━━━ SOURCE TEXT ━━━

# Regional muay thai



## brokenbonz (Dec 18, 2005)

does anybody knows a way to clarify the differences among systems such as muay chaya, muay korat etc? are those systems still practiced or are most of them blended in modern-day muay thai?


----------



## AdrenalineJunky (Dec 19, 2005)

brokenbonz said:
			
		

> does anybody knows a way to clarify the differences among systems such as muay chaya, muay korat etc? are those systems still practiced or are most of them blended in modern-day muay thai?


 
Yes and yes. Here's some info that jives with the research I've done. It's quick and easy. Otherwise we get into cambodian influence, burmese influences, indonesian influences, etc., and that is a lot of typing. This sums it up pretty well, while not contrasting to the research I've done. 

http://www.ancientmuaythai.com/styles/muay_thai.htm


----------



## brokenbonz (Dec 20, 2005)

AdrenalineJunky said:
			
		

> Yes and yes. Here's some info that jives with the research I've done. It's quick and easy. Otherwise we get into cambodian influence, burmese influences, indonesian influences, etc., and that is a lot of typing. This sums it up pretty well, while not contrasting to the research I've done.
> 
> http://www.ancientmuaythai.com/styles/muay_thai.htm


 
pretty cool site man, thanx


----------



## AdrenalineJunky (Dec 21, 2005)

brokenbonz said:
			
		

> pretty cool site man, thanx


 
That's what I'm here for.


----------

━━━ RECORDS PROVIDED ━━━

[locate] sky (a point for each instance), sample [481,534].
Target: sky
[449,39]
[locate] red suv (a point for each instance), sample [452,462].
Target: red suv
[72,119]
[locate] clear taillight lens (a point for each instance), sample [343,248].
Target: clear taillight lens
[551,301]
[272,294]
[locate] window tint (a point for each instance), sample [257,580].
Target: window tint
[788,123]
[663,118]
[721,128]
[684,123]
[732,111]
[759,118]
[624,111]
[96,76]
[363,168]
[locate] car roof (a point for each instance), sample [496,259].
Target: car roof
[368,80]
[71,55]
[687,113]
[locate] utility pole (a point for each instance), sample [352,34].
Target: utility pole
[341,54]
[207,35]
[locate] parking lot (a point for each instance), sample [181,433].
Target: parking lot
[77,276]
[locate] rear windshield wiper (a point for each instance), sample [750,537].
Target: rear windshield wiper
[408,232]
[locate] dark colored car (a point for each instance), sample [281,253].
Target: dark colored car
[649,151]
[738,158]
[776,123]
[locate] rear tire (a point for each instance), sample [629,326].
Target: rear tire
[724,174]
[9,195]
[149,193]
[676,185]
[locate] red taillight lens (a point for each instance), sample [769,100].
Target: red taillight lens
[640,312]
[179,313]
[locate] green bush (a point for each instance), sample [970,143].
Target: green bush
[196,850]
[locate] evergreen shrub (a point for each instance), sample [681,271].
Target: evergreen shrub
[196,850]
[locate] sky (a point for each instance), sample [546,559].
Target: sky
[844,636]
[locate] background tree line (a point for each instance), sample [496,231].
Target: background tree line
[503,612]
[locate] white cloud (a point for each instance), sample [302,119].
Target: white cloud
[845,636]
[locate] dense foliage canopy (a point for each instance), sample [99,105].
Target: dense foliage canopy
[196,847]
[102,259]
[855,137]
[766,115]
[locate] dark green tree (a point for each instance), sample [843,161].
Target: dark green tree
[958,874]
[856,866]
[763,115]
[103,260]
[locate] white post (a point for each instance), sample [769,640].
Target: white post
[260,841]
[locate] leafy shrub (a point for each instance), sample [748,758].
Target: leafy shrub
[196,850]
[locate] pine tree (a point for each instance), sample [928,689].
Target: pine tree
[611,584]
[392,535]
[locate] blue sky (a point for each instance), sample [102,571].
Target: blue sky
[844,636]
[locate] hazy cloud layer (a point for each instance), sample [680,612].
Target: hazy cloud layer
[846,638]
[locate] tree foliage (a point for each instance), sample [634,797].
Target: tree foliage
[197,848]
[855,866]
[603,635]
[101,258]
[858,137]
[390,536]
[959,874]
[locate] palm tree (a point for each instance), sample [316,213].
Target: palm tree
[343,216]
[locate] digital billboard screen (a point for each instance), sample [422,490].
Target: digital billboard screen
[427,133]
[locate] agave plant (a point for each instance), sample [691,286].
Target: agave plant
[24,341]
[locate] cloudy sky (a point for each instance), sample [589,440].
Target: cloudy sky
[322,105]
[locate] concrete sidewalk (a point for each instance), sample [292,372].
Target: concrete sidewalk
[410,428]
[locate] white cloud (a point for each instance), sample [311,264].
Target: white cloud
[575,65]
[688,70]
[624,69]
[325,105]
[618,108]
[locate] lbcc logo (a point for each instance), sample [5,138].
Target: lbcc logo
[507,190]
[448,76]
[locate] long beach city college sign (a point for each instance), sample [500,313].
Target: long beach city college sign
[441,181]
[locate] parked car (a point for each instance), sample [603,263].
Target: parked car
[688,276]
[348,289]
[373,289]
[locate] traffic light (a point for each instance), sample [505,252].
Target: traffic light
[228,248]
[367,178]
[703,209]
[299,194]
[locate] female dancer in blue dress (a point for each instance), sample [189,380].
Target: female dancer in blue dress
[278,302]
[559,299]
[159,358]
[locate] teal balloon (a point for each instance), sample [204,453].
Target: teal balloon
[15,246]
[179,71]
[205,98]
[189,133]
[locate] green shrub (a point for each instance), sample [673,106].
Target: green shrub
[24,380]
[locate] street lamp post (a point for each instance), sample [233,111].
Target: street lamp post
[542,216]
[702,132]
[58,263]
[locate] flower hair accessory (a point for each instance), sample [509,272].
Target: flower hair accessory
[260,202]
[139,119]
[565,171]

━━━

§ **JOB**:
Please answer from the muay thai thread above: which influences does AdrenalineJunky say would take a lot of typing to get into?

§ **REPLY**:
Cambodian, Burmese and Indonesian influences.